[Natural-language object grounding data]
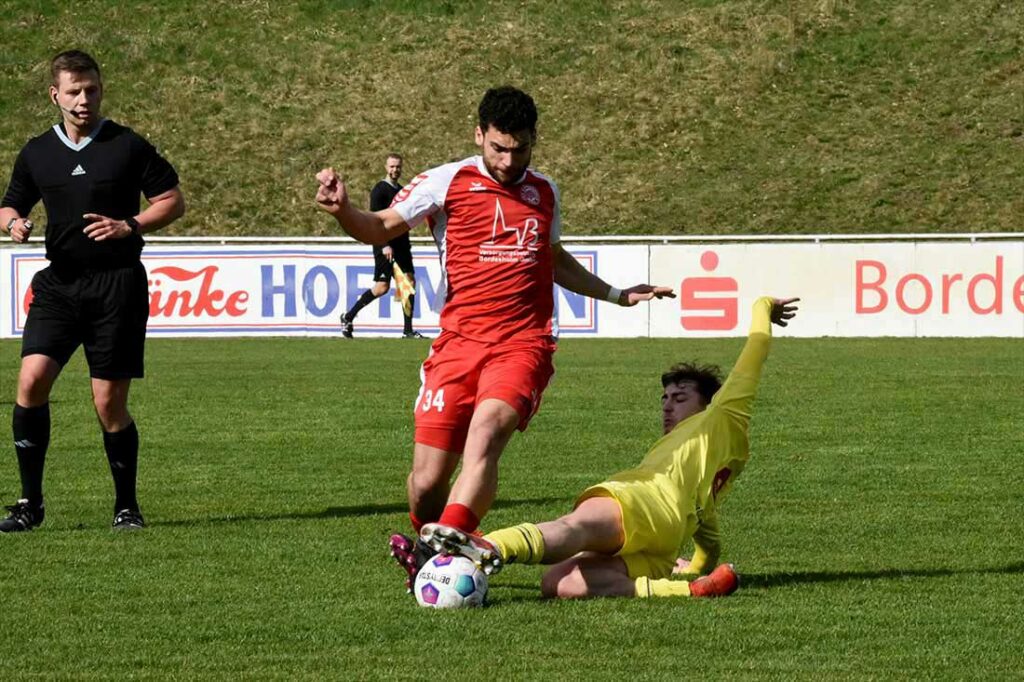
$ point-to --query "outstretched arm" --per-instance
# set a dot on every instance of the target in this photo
(367, 226)
(570, 274)
(707, 550)
(767, 310)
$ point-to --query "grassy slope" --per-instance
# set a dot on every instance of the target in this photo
(878, 528)
(662, 117)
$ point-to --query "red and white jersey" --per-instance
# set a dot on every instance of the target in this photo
(495, 244)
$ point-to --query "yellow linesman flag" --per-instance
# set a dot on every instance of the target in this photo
(403, 289)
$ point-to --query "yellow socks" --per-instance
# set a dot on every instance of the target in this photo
(662, 588)
(522, 544)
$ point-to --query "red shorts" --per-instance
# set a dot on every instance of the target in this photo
(460, 373)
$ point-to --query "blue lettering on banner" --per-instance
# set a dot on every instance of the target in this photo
(270, 290)
(352, 288)
(309, 293)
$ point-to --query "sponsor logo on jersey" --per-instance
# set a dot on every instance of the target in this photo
(530, 195)
(403, 194)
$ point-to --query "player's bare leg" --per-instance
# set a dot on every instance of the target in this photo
(492, 427)
(588, 576)
(493, 424)
(111, 399)
(36, 379)
(429, 481)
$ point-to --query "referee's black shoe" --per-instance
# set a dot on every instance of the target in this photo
(24, 516)
(346, 327)
(128, 519)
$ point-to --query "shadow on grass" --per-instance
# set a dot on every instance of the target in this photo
(768, 581)
(338, 512)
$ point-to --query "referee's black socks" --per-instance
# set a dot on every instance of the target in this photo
(32, 436)
(365, 299)
(122, 453)
(408, 320)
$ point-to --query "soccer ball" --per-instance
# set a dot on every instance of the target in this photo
(449, 581)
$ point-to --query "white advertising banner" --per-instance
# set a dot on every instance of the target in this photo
(302, 291)
(853, 290)
(952, 289)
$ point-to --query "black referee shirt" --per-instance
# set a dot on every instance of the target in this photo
(380, 198)
(102, 174)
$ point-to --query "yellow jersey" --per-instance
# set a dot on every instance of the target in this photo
(690, 469)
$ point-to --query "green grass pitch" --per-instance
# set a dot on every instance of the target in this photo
(879, 528)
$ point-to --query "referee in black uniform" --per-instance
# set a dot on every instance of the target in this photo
(89, 172)
(398, 250)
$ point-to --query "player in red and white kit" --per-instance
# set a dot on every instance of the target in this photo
(498, 227)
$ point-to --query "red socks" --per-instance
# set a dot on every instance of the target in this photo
(460, 516)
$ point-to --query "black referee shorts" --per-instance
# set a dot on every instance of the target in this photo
(103, 310)
(383, 269)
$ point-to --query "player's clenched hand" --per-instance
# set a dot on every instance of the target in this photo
(20, 229)
(102, 227)
(782, 310)
(682, 567)
(634, 295)
(332, 194)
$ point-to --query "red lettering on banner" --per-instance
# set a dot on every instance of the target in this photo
(875, 286)
(978, 288)
(184, 301)
(947, 282)
(691, 298)
(996, 281)
(901, 299)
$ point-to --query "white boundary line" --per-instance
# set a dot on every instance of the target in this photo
(638, 239)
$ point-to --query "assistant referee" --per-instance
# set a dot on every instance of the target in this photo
(89, 172)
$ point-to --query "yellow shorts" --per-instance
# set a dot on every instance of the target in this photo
(654, 529)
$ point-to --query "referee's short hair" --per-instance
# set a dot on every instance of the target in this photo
(75, 61)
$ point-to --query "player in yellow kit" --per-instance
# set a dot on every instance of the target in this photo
(624, 536)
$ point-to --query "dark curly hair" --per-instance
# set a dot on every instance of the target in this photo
(508, 110)
(707, 377)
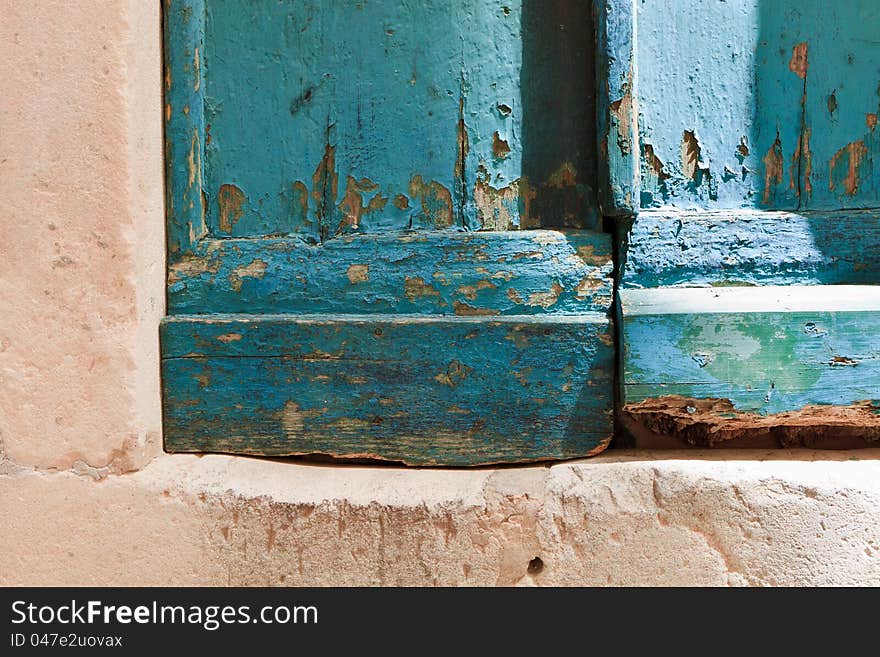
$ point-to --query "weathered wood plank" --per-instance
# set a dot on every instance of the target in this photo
(184, 24)
(422, 390)
(617, 113)
(720, 107)
(841, 145)
(717, 364)
(475, 273)
(327, 119)
(751, 248)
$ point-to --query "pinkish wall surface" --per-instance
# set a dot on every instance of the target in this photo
(88, 497)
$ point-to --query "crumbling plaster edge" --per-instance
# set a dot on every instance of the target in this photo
(289, 482)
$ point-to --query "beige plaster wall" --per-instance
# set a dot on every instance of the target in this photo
(87, 497)
(81, 250)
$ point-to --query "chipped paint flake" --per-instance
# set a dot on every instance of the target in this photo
(358, 273)
(415, 287)
(231, 201)
(853, 153)
(256, 269)
(798, 63)
(773, 163)
(545, 299)
(455, 373)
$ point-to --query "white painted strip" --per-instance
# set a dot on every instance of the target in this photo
(763, 299)
(537, 319)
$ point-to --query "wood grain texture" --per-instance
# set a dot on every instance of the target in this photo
(617, 113)
(324, 119)
(475, 273)
(840, 143)
(183, 81)
(744, 247)
(422, 390)
(777, 112)
(752, 353)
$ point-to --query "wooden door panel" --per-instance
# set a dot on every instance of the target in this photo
(360, 204)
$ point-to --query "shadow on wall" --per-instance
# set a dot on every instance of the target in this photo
(558, 87)
(817, 103)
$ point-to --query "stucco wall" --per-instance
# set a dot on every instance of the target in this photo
(88, 497)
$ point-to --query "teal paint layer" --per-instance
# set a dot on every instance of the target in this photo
(720, 109)
(765, 363)
(617, 113)
(183, 83)
(474, 273)
(840, 167)
(751, 248)
(423, 390)
(323, 120)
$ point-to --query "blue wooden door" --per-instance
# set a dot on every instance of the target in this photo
(384, 235)
(748, 297)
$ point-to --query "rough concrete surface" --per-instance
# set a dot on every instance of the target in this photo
(86, 497)
(759, 518)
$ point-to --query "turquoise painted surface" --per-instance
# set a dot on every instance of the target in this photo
(329, 118)
(478, 273)
(841, 144)
(619, 178)
(751, 248)
(183, 83)
(777, 110)
(762, 362)
(430, 390)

What needs to be done — Whenever the word "socks" shows up in a line above, copy that line.

Response for this exercise —
$ point-to --query "yellow socks" --per-instance
$ point-to --query "referee's black socks" --per-instance
$ point-to --query "red socks" --per-instance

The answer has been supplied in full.